Si immagina di dare risposta in questi termini al problema, di cui mi sono occupato ampiamente in precedenza, dello “scarso rendimento” e del confine tra una condotta volutamente inadempiente rispetto agli obblighi contrattuali ed una che, pur oggettivamente non soddisfacente, derivi da condizioni che comunque non discendono dalla volontà del lavoratore? Se così fosse non troverei questa risposta scandalosa, né lesiva di principi generali, pur ritenendo, in una valutazione serena, che possa prestarsi ad obiezioni. Così chiarita, non rappresenterebbe, a mio avviso, un motivo di rottura e non pare lo rappresenti neppure per la CGIL.

IL “VULNUS” INSANABILE, IL DITO NELL'OCCHIO: SI PUO' LICENZIARE PER MOTIVI ECONOMICI, ANCHE SOLO “ADDOTTI”. CHE SENSO HA? BARBARIE SOCIALE, MOSTRO GIURIDICO
Il pasticcio, e il vulnus non sanabile, si sta invece profilando per i licenziamenti per motivi economici, per i quali la formula adottata sarebbe proprio quella, che definivo abusata oltre che vaga, dei “motivi tecnici e organizzativi”. Per questi, sembra che al giudice NON SAREBBE LASCIATA FACOLTA' DI DECIDERE PER UN EVENTUALE OBBLIGO DI REINTEGRO. Ovvero, si deve dedurre, non potrebbe dichiararlo nullo neanche se si trattasse di un LICENZIAMENTO DISCRIMINATORIO MASCHERATO e dovrebbe limitarsi a stabilire un risarcimento (in misura più cospicua, pari al doppio secondo le anticipazioni, rispetto a quella oggi vigente).
Un vulnus – e un pasticcio – che sarebbe motivato solo dall'intento di colpire la CGIL dopo aver ricattato CISL e UIL con la speranza di spaccare finalmente il PD. Di nuovo la guerra come continuazione della politica (di Sacconi e Berlusconi) sulla punta delle armi. Lo chiedono i mercati? Ridicolo e offensivo!

*Compito assegnato 1*: Nel brano sui licenziamenti, quale formula sarebbe adottata per i licenziamenti per motivi economici?
*Compito assegnato 2*: Elenca tutti i sindacati e i partiti nominati nel brano sui licenziamenti.
*Compito assegnato 3*: Prosegui il brano sui licenziamenti per motivi economici partendo dopo la sua ultima frase.

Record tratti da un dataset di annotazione
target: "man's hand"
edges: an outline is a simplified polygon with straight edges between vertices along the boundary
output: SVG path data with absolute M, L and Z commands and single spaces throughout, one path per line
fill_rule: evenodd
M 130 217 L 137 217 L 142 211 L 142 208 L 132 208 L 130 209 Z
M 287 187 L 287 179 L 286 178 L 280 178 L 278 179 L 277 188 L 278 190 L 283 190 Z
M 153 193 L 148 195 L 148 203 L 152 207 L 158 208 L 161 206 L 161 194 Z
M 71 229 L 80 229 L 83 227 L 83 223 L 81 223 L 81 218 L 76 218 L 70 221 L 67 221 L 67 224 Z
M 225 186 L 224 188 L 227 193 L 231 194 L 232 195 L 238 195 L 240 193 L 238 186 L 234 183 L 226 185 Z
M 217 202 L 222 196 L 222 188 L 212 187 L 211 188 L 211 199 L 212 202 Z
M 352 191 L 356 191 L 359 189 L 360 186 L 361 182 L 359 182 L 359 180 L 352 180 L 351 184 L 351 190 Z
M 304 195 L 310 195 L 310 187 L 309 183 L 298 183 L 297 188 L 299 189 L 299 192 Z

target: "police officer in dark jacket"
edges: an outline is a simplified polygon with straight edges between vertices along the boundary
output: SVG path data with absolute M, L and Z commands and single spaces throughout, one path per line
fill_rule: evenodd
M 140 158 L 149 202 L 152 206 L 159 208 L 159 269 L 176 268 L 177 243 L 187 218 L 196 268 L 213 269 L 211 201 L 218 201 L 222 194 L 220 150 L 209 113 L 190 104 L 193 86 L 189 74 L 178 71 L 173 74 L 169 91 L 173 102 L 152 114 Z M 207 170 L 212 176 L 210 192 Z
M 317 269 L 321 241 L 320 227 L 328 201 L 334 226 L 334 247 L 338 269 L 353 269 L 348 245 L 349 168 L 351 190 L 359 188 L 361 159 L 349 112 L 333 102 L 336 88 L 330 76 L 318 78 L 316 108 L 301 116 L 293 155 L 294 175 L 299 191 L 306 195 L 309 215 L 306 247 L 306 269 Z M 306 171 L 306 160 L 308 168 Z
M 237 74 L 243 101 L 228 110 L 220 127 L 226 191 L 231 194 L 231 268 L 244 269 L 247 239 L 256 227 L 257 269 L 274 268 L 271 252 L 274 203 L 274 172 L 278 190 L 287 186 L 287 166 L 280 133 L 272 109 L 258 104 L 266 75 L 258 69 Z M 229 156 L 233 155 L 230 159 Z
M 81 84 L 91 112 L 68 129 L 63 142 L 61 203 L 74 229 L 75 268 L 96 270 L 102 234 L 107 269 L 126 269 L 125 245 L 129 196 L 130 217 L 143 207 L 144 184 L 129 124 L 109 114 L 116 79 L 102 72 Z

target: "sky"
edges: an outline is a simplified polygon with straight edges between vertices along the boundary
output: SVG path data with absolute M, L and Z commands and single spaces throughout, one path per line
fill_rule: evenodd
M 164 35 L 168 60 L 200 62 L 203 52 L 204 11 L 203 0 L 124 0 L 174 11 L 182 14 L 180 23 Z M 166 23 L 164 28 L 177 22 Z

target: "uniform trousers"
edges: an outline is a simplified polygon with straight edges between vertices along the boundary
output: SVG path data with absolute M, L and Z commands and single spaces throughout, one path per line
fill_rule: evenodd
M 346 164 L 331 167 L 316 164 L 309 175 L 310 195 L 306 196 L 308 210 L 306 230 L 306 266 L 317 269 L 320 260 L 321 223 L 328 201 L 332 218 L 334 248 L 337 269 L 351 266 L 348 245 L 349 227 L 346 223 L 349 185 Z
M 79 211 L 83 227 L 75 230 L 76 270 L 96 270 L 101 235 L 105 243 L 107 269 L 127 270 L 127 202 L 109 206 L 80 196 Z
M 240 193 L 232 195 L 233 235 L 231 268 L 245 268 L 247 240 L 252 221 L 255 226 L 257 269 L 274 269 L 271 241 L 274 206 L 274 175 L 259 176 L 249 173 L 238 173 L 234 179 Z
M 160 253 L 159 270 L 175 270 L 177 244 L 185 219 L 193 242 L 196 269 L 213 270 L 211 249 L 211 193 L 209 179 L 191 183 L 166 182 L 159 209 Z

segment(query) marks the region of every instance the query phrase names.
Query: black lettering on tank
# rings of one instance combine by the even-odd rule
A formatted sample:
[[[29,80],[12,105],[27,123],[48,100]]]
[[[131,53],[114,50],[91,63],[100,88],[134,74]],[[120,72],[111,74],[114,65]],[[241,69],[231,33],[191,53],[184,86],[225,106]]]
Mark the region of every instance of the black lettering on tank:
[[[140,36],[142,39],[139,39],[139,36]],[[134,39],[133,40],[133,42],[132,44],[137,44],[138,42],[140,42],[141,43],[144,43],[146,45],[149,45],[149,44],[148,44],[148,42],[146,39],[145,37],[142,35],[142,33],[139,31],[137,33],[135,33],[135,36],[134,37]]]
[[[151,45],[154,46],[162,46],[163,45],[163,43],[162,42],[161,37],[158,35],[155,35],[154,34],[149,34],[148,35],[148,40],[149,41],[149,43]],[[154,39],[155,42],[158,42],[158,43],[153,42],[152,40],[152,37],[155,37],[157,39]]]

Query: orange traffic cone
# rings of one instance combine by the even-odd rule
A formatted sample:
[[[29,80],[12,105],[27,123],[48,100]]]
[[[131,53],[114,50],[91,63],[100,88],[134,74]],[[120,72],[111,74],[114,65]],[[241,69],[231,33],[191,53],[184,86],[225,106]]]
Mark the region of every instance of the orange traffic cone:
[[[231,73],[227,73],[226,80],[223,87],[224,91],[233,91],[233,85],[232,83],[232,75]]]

*Risposta 1*: La formula dei "motivi tecnici e organizzativi".

*Risposta 2*: CGIL, CISL, UIL, PD

*Risposta 3*:
Vediamo la questione più da vicino. In primo luogo non è neppure pensabile (solo Sacconi ha provato a farlo) che la legge possa impedire al giudice di sindacare alcunché. Immaginiamo anche l'inimmaginabile: che si cancelli la seconda parte dell'articolo sui licenziamenti discriminatori, quell'”indipendentemente dal motivo addotto” che obbliga il giudice, senza eccezione possibile, a entrare nel merito. Occhio al verbo, “addurre”, che è molto lontano dal significato del verbo “provare”. Un motivo addotto ma non comprovato non può ovviamente bastare al giudice per avallare un atto discriminatorio. Questa affermazione, che uno studente del primo anno di giurisprudenza definirebbe un “brocardo”, non può essere cancellata. Ovvero, se anche si abrogasse il passaggio nel testo, manterrebbe tutto il suo valore.
                                       
E se si inventasse una formula aggiuntiva del tipo “a meno che il motivo addotto non sia di carattere economico” da un lato si farebbero ridere i polli (se lo ipotizzasse quello stesso studente del primo anno si giocherebbe il fatidico diciotto) e si cadrebbe sotto la scure della Corte Suprema (ma, a mio parere, anche di un qualunque giudice del lavoro che, forte delle sue prerogative, se ne infischierebbe altamente). Dall'altro però sarebbe la prova provata – quasi da “reo confesso” - dell'intento politico sottostante.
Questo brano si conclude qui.